Low-Latency K8s Network Policy via eBPF Dataplane in Istio Mesh

18 min read
Goh Ling Yong
Technology enthusiast and software architect specializing in AI-driven development tools and modern software engineering practices. Passionate about the intersection of artificial intelligence and human creativity in building tomorrow's digital solutions.

The `iptables` Bottleneck in High-Throughput Kubernetes Clusters

In standard Kubernetes deployments, network policy enforcement and service routing are predominantly managed by kube-proxy and CNI plugins (like Calico or Flannel) that manipulate iptables rules. While functional, this model reveals significant performance degradation at scale. The core issue lies in the fundamental design of iptables and the Linux netfilter framework.

  • Linear Rule Traversal: iptables processes rules within chains sequentially. In a cluster with thousands of services and pods, each with its own network policies, these chains can grow to tens of thousands of rules. For every single packet, the kernel must traverse a potentially long list of rules until a match is found. This introduces a variable, non-trivial latency overhead that worsens as the cluster scales.

> [Problem 1]:
Answer these questions about the article on eBPF network policy in Kubernetes:
(a) Which two CNI plugins does it name as examples that manipulate iptables rules?
(b) What reading time does it give?
(c) In what order does iptables process rules within chains?
> [Problem 2]: Select every line in the records that contains the string "bract", and copy each one out. Case counts.

> [Data for this task]:

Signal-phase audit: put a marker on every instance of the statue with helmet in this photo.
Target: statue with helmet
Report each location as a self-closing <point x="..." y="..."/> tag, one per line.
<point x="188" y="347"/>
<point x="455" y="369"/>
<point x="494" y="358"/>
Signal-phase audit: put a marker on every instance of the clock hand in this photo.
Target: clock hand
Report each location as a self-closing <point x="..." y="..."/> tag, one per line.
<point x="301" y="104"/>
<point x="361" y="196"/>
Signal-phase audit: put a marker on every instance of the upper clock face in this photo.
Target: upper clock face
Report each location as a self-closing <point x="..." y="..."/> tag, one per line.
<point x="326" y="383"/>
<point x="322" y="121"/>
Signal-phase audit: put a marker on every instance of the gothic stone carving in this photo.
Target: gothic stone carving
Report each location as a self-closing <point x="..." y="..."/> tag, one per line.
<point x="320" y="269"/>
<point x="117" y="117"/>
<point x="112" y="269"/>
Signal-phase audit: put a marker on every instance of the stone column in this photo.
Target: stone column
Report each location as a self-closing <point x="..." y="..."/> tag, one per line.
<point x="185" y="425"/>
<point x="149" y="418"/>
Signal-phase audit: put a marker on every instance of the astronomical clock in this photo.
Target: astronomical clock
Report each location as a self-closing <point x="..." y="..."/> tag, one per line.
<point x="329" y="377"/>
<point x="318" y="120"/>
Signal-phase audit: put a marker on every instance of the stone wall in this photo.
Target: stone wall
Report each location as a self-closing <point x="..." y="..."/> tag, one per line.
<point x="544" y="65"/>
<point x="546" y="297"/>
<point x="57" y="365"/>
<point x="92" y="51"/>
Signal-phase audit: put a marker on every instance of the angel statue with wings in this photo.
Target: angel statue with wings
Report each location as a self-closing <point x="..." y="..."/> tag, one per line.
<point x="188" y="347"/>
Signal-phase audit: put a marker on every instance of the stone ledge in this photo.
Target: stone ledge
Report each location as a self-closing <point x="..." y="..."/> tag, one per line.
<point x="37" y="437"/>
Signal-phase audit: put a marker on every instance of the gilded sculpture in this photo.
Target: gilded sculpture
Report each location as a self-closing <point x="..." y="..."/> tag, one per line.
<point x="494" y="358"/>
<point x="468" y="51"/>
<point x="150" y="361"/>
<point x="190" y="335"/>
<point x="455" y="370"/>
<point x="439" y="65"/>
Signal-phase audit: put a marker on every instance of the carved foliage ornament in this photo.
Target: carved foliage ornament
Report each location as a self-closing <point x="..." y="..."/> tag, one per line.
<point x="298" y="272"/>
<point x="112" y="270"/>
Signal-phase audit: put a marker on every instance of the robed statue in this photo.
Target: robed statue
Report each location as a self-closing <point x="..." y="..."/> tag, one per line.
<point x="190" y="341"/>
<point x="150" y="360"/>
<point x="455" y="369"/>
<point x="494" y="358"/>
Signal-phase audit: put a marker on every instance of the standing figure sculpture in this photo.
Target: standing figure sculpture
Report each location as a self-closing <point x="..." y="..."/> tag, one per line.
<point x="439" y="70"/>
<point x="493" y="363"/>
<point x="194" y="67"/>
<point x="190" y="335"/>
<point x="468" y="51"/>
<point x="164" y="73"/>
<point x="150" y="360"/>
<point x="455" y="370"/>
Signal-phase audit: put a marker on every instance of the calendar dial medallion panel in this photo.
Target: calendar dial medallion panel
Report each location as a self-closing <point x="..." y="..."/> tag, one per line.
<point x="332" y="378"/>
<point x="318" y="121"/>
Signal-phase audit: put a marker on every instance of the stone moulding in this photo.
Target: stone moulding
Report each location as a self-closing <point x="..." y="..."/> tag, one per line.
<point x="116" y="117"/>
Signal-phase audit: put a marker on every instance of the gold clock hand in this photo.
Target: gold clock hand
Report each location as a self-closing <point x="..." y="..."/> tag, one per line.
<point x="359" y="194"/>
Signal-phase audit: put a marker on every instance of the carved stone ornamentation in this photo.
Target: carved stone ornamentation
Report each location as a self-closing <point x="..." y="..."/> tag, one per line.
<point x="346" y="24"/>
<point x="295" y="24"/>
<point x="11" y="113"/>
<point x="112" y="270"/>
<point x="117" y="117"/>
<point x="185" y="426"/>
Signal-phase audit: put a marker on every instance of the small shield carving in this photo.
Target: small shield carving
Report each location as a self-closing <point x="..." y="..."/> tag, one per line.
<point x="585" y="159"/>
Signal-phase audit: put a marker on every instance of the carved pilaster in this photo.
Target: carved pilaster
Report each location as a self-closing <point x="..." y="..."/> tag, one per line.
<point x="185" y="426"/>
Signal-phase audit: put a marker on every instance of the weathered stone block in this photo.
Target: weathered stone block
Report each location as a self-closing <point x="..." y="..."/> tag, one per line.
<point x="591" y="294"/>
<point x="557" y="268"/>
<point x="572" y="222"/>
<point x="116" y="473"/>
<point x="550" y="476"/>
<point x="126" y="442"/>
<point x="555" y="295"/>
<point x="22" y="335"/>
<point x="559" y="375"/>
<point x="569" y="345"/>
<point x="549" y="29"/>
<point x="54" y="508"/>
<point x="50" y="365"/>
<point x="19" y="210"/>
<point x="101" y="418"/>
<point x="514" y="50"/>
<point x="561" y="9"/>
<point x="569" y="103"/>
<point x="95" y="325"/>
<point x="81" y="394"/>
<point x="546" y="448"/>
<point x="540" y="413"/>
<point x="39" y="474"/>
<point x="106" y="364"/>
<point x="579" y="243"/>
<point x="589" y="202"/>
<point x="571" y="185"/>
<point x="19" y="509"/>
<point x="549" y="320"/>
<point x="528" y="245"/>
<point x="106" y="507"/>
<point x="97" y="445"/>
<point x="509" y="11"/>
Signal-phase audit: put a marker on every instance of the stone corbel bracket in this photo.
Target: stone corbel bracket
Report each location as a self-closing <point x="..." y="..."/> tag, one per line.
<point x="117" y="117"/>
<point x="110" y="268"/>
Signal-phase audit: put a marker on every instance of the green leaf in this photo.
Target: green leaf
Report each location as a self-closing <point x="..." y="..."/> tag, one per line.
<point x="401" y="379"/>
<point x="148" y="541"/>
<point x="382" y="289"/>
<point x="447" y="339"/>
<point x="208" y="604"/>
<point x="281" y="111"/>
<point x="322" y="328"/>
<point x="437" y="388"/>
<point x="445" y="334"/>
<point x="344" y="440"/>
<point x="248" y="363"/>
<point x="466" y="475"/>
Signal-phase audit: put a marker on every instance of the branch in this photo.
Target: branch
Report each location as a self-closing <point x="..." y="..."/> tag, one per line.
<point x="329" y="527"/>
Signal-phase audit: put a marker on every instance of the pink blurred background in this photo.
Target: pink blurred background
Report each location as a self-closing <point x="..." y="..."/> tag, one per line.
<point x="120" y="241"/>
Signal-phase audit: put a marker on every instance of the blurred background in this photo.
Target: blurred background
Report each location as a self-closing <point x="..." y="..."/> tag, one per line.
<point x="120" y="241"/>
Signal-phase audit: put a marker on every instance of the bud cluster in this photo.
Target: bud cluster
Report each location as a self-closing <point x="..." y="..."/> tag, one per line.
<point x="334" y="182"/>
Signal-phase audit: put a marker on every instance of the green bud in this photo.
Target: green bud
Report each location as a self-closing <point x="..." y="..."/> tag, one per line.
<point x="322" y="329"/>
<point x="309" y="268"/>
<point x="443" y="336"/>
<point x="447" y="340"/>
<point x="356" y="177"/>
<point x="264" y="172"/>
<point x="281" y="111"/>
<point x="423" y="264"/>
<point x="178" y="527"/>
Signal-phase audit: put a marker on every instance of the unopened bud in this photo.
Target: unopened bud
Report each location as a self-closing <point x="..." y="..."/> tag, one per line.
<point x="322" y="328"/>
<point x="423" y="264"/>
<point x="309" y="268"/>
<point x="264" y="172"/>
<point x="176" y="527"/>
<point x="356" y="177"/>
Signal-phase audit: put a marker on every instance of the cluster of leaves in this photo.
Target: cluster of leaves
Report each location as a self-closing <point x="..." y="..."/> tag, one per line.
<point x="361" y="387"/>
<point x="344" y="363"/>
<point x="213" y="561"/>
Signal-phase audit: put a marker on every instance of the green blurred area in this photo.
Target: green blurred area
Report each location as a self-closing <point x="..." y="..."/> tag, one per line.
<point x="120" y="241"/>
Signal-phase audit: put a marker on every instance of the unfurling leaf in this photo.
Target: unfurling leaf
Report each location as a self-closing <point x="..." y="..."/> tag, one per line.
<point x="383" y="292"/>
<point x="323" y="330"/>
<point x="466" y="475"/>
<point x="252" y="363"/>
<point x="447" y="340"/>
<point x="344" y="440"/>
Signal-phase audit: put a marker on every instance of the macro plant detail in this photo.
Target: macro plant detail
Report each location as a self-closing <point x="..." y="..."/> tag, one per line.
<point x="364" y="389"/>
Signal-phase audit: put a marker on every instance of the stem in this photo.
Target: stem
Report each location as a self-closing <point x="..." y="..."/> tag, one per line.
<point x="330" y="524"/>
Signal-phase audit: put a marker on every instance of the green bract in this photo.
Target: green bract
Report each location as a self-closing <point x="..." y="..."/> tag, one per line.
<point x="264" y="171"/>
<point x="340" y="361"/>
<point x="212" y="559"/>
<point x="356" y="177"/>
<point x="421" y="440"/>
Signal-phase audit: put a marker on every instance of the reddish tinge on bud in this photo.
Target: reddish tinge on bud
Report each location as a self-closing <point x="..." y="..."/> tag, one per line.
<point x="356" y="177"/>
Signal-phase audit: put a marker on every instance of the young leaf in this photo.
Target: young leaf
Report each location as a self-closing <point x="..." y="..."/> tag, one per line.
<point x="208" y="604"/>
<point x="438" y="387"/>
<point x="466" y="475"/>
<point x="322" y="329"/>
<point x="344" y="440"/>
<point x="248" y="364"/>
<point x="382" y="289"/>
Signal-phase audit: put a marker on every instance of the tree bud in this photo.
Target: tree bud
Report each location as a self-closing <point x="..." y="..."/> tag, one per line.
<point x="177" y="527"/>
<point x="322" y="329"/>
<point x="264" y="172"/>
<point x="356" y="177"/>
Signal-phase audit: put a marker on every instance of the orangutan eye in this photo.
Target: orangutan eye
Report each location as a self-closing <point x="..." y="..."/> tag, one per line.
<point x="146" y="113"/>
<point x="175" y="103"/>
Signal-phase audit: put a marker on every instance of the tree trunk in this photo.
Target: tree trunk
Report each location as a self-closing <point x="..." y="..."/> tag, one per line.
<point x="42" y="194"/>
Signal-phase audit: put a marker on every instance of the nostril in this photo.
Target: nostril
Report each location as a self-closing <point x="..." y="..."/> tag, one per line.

> [Final answer 1]:
(a) Calico and Flannel
(b) 18 minutes
(c) Sequentially

> [Final answer 2]:
Signal-phase audit: put a marker on every instance of the green bract in this photo.
Target: green bract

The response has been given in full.